§ Exercise goal:
Update the listing below by replacing each "pixel coordinate" with "single point" and leaving everything else unchanged. Omit the pictures from your version.

§ Object position labeling entries:

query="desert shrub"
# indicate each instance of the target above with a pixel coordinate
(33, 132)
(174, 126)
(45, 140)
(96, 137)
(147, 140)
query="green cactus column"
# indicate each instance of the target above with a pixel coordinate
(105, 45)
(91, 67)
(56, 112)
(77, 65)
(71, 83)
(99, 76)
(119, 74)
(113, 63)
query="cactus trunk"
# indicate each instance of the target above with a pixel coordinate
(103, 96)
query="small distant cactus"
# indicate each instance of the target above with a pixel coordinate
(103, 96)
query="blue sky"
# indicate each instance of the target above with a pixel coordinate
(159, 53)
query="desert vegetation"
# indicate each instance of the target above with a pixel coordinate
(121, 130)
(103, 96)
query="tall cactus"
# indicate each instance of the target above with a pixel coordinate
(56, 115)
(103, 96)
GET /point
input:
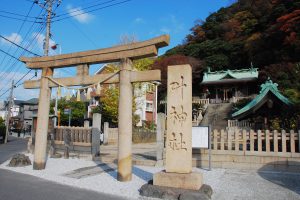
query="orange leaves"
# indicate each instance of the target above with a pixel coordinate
(289, 21)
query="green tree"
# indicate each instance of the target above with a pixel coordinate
(78, 111)
(110, 99)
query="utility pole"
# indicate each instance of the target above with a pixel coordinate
(9, 110)
(44, 103)
(47, 36)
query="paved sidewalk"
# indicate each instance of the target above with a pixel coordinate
(13, 146)
(142, 154)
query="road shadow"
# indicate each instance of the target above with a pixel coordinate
(285, 174)
(142, 174)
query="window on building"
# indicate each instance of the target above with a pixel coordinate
(149, 106)
(150, 87)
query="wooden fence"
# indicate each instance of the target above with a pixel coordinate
(80, 136)
(239, 124)
(260, 141)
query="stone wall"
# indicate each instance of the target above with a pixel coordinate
(260, 150)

§ Written reply:
query="desert shrub"
# indicate each instance of the target above with a single point
(33, 132)
(174, 126)
(45, 140)
(96, 137)
(147, 140)
query="green cactus column"
# indicate each instance of the target above with a single point
(105, 45)
(91, 67)
(56, 112)
(77, 65)
(71, 83)
(99, 76)
(119, 74)
(113, 63)
query="cactus trunk"
# indicate each instance of the target above with a single point
(103, 96)
query="small distant cactus"
# indicate each instance of the target above with a single point
(103, 96)
query="blue sky"
# indicate each instance of the target above with a single point
(159, 53)
query="desert vegetation"
# indicate each instance of the target above with a single point
(121, 130)
(103, 96)
query="tall cactus"
# indicate each instance of the target above with a single point
(56, 115)
(103, 96)
GET /point
input:
query="orange leaves"
# indicate each instance of the target above with a single point
(289, 21)
query="green tree"
# indicate each instance of the target above with a single point
(78, 111)
(110, 99)
query="utility pole"
# indicate each instance of the target above with a single point
(9, 110)
(44, 103)
(47, 36)
query="paved sidewalk"
# indicate each instance of the target above with a single point
(13, 146)
(142, 154)
query="road shadow"
# indicate each instance of the target above with a single point
(285, 174)
(142, 174)
query="window on building"
# indicate each instance of the target above with a single point
(149, 106)
(150, 87)
query="wooden fence"
# indicate each instance of the target above with a single point
(80, 136)
(239, 124)
(260, 141)
query="stone wall"
# indicate each instance of the target above with a single point
(260, 150)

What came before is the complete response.